** Start Data in this exercise **

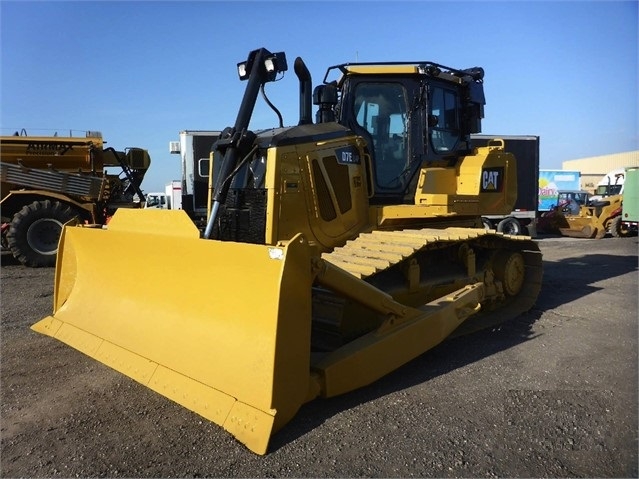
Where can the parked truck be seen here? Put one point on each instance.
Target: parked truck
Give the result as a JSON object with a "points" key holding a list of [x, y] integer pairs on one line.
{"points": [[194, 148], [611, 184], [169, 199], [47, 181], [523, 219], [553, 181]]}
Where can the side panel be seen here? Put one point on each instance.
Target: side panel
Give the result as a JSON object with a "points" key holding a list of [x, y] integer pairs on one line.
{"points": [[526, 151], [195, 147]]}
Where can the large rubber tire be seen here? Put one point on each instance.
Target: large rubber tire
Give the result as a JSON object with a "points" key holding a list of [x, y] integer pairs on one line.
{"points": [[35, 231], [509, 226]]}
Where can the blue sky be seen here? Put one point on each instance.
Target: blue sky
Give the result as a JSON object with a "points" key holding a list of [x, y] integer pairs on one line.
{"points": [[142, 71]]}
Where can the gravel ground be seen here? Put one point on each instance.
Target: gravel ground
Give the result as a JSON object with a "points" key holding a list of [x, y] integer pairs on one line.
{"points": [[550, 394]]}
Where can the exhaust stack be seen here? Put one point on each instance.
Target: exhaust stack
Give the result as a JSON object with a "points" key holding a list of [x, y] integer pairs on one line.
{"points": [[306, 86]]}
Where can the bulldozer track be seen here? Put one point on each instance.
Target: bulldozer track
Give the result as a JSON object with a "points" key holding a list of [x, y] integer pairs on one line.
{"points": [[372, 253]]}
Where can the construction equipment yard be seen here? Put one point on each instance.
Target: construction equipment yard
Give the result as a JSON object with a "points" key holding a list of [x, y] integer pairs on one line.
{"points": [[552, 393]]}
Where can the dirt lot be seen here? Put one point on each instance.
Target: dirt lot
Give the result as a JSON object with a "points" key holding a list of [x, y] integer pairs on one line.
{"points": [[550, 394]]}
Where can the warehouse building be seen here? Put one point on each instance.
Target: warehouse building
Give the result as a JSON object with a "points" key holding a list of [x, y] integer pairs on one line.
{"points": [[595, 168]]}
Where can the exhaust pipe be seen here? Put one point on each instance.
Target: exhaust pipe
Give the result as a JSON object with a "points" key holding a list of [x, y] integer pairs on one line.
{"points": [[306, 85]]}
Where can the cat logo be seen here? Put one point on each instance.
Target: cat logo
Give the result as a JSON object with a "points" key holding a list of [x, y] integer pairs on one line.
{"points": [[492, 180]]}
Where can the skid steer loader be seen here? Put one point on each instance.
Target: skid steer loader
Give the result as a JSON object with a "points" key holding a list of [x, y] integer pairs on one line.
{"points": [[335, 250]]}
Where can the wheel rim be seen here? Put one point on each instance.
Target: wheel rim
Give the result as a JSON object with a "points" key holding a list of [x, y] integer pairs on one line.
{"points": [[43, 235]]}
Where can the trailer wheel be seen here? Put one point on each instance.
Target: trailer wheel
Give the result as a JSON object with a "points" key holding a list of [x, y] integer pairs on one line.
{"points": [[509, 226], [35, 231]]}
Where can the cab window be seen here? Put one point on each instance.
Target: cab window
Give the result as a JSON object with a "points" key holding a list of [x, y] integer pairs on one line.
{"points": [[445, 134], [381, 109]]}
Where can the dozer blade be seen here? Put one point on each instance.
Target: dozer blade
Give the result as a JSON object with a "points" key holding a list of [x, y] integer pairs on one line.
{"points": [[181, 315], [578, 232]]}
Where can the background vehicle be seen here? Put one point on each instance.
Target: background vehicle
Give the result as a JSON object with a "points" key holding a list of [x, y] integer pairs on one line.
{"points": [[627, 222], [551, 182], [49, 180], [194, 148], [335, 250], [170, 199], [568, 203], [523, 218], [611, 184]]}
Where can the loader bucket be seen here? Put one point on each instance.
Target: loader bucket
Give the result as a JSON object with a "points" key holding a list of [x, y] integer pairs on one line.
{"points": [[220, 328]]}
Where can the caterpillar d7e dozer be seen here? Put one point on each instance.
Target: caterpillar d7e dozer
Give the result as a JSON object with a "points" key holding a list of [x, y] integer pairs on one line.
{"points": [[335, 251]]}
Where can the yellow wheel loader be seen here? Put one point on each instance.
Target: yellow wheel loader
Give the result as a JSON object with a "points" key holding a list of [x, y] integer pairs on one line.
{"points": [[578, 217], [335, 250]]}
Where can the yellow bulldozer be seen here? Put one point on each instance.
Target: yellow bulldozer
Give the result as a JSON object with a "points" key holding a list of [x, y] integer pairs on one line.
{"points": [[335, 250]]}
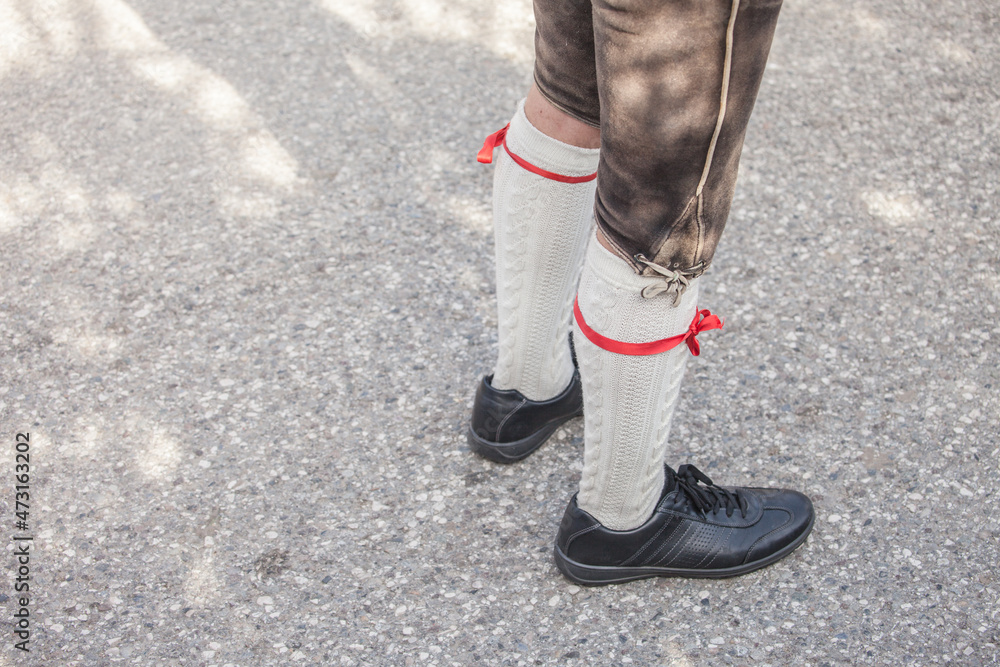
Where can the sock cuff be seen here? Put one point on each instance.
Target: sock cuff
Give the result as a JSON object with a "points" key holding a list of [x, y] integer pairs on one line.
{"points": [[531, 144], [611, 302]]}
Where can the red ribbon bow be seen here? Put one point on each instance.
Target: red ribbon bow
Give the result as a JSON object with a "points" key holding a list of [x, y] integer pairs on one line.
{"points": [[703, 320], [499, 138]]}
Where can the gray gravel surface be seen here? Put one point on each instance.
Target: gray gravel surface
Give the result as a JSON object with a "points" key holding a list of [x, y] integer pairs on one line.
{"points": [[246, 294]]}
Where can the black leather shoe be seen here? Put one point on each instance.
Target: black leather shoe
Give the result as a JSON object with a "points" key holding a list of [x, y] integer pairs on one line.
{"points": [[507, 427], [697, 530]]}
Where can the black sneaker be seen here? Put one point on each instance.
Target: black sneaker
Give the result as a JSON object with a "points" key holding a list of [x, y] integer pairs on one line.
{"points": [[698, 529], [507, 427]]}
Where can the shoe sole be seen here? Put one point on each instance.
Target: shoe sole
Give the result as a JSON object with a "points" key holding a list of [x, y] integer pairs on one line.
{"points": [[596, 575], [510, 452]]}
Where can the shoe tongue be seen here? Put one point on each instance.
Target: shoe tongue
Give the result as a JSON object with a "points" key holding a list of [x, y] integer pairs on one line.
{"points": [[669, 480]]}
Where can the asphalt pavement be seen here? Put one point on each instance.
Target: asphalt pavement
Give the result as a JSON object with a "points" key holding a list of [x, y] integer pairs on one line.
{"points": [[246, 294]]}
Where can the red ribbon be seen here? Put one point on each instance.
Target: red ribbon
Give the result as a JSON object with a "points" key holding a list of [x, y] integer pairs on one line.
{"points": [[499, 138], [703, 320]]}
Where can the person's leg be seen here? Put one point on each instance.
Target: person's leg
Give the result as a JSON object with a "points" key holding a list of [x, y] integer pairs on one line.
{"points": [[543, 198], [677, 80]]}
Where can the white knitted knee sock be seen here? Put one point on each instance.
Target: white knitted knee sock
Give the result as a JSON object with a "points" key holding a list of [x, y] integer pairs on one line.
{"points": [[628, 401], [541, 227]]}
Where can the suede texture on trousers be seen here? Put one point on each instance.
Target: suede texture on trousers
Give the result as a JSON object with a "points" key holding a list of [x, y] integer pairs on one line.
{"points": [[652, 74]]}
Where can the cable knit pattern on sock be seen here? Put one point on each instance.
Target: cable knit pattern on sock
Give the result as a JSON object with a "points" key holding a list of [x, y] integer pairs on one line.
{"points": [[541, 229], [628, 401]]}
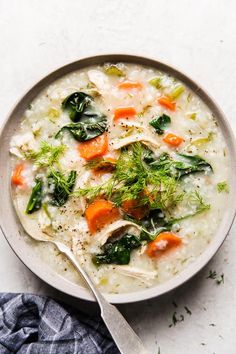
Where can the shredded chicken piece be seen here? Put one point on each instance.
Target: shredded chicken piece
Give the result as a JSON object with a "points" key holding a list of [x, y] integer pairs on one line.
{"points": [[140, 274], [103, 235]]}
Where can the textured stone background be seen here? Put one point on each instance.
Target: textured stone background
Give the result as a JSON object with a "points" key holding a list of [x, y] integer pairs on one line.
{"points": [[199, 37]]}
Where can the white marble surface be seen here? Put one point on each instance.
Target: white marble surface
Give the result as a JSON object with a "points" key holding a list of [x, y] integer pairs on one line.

** End Data in this exercise **

Exercise task: Leave the pictures out, and transcribe each of the records exactly.

Result of this exercise:
Where can the parked truck be seen here? Put one point on each instance.
Target: parked truck
Give the result as a JSON object with a "points" key holding a list of [x, y] integer pairs on one line.
{"points": [[194, 148], [611, 184], [169, 199], [47, 181], [523, 219], [553, 181]]}
Where can the side panel be seen here? Put one point on each instance.
Target: side panel
Give the result as a JSON object with a "points" key holding a list of [x, y] integer pairs on one line.
{"points": [[526, 151], [195, 147]]}
Where can the large rubber tire be seen here? Put one point on each instance.
Target: large rubber tire
Give the result as a JSON object with a "points" key holding a list of [x, y] integer pairs on one line.
{"points": [[35, 231], [509, 226]]}
Where can the blue sky be seen here? Put one point on each instance.
Target: blue sky
Give the result as a JSON object with a "points" key holding a list of [x, y] integer pairs on one line.
{"points": [[142, 71]]}
Where can the gravel ground be seen here? Put one point on each instance.
Target: gravel ground
Give the result as a JSON object with a "points" key holding a list of [x, y] integer pairs on one line.
{"points": [[550, 394]]}
Where can the exhaust stack be seen here? Put one point on each instance.
Target: exhaust stack
Give the result as a JSON object with a "points" key holding a list of [x, y] integer pairs on one line.
{"points": [[306, 86]]}
Where can the bulldozer track be seen here? Put one point on each instance.
Target: bulldozer track
Give the result as a JSON object with a "points" key holding a list of [x, y] integer pairs on one line.
{"points": [[372, 253]]}
Where can the construction equipment yard be seen here? Put one point on each instance.
Target: construction equipment yard
Give the result as a JSON object with a "points" key holding a list of [x, y] integer pairs on one line.
{"points": [[552, 393]]}
Where can the dirt lot be seen here? Put one point on each instance.
Target: dirt lot
Give the result as a JSON object with a "points" key holding a list of [x, y] integer pairs on one line.
{"points": [[550, 394]]}
Where can the warehouse building be seen here? Put one point on each instance.
Target: warehouse building
Give the result as a JSON object with a "points" key holding a list of [x, y] integer pairs on one line.
{"points": [[595, 168]]}
Where can the exhaust pipe be seen here? Put one point on each instance.
Target: exhaust pipe
Give the result as a JSON object with a "points" key holding a list of [x, y] integer pairs on one line.
{"points": [[306, 85]]}
Where can the cat logo be seen here? Put one point on each instance.
Target: cat logo
Give the result as a JSON object with a "points" key holding a list of [x, y] integer pairs on one line.
{"points": [[492, 180]]}
Where can the skid steer loader be seen here? Put one point on each instance.
Target: skid steer loader
Give the result as a JSON object with a "points" key holding a list of [x, y] integer pairs on one line.
{"points": [[335, 250]]}
Where can the wheel rim be seen here? Put one point on each instance.
Target: wheel rim
Give the result as a JSON object with a "points" key holding a list of [x, y] integer pairs on one line.
{"points": [[43, 235]]}
Where can the trailer wheel be seen here? Put one point on each instance.
Target: trailer wheel
Give the result as a JSON object with a "points" key holding a list of [x, y] integer pairs on one line.
{"points": [[509, 226], [35, 231]]}
Where can the cab window be seen here? Put one point on each instance.
Target: cab window
Give the result as a JSON object with a "points" key holding a list of [x, y] integer pairs on one line.
{"points": [[445, 134], [381, 109]]}
Where can the dozer blade be seen here? Put one point on each instance.
Target: dozer blade
Give the result as a JSON object with a "points" key holding a list of [x, y] integer pairs on one line.
{"points": [[181, 315], [578, 232]]}
Where can the background vehicle be seen here? Put one point on each instance.
Target: background vehicle
Give the result as a JSON object with a "points" key holding a list of [x, y] integer pairs on one line.
{"points": [[627, 222], [551, 182], [49, 180], [194, 148], [335, 250], [170, 199], [568, 203], [523, 218], [611, 184]]}
Where can the loader bucket be seen here? Put one point on each instance.
Target: loader bucket
Give the result as a JSON object with a "points" key holding a list of [x, y] integer pairs on one line.
{"points": [[220, 328]]}
Where can the caterpillar d7e dozer be seen here? Put one point on each instance.
Target: caterpillar d7e dozer
Give the result as a JSON object with a "points" key holding a list of [x, y] integer pairs on one line.
{"points": [[335, 251]]}
Where can the yellow wheel loader be seen here? Put one point on each instance.
Target: yellow wheel loader
Give the result as a JSON object with a "points" key holding a list of [x, y] integer pairs on one line.
{"points": [[578, 217], [335, 250]]}
Where can the yellow bulldozer be seen here? Put one point on each instance.
Target: yellow bulldozer
Give the result as a JSON object with a "points" key holding a list of [x, y] integer pairs on one line.
{"points": [[335, 250]]}
Where can the sock cuff be seen here? Put one point on each instance.
Target: sock cuff
Give the result as a JSON object with a "points" key holding a list of [x, y] integer pairs on one line.
{"points": [[531, 144], [611, 302]]}
Where can the red ribbon bow be seen here? Put one point on each instance.
Target: red ribbon bow
Give the result as a JSON object with a "points" key holding a list of [x, y] integer pairs on one line.
{"points": [[703, 320], [499, 138]]}
Where can the gray gravel surface be seen here? Put one point on each instance.
Target: gray gravel surface
Give the result as a JSON object with a "points" key holding a list of [x, y] integer pairs on one line.
{"points": [[246, 294]]}
Where can the black leather shoe be seen here? Put one point on each instance.
Target: black leather shoe
Give the result as a JSON object with a "points" key holding a list of [x, y] integer pairs on one line.
{"points": [[507, 427], [697, 530]]}
Where can the black sneaker be seen here? Put one point on each instance.
Target: black sneaker
Give the result as a JSON object with a "points" key holding a list of [x, y] integer pairs on one line.
{"points": [[698, 529], [507, 427]]}
Where can the shoe sole be seen here? Put one point on each instance.
Target: shoe sole
Give the result as a JSON object with a "points" key holding a list of [x, y] integer pairs on one line.
{"points": [[596, 575], [510, 452]]}
Where can the shoe tongue be seen here? Put one point on each instance.
Target: shoe tongue
Give the result as a JSON object with a "points" key holding a list of [x, y] integer pairs on one line.
{"points": [[669, 480]]}
Where can the asphalt pavement be seen here? Put one point on each instance.
Target: asphalt pavement
Give the result as a JSON object with a "points" key holding a list of [x, y] integer pairs on one line.
{"points": [[246, 294]]}
Where can the red ribbon be seen here? Put one point on each instance.
Target: red ribbon
Give the result as a JSON object with a "points" key holding a list of [x, y] integer pairs on one line.
{"points": [[499, 138], [703, 320]]}
Where can the person's leg be seen here? Put one point on each instance.
Target: person's leg
Give the result as a JSON object with a "points" key holding a list of [x, y] integer pairs on one line.
{"points": [[543, 198], [677, 80]]}
Where can the white knitted knee sock be seen here? Put one point on each instance.
Target: white knitted knee sock
Give the result as a JSON object with a "points" key holding a list of [x, y] integer pairs on one line.
{"points": [[628, 401], [541, 227]]}
Where can the suede texture on trousers be seen here? Put one point on each instance.
Target: suede texture on trousers
Give the result as a JSON object with a "points" key holding a list of [x, y] integer pairs on one line.
{"points": [[652, 74]]}
Where can the cable knit pattern on sock be seen here? Put one point on each instance.
Target: cable knit pattern on sock
Give the result as a JSON object with a "points" key holding a list of [x, y] integer pairs on one line.
{"points": [[541, 229], [628, 401]]}
Where can the shredded chicken piece be seen here? Put one point on each instance.
Target: shredded chicken piece
Give the result as a JSON object with a "points" key holding a list of [x, y] integer pairs on one line.
{"points": [[140, 274], [103, 235]]}
Where can the textured stone background be seen here? Put one point on each instance.
Target: textured stone background
Give the result as a JSON object with a "points" key holding a list of [x, y] integer pairs on one line.
{"points": [[199, 37]]}
Where can the white marble surface be seen here? Put one point on each instance.
Target: white marble surface
Give the result as a JSON object with a "points" key holding a list of [x, y] integer pairs on one line.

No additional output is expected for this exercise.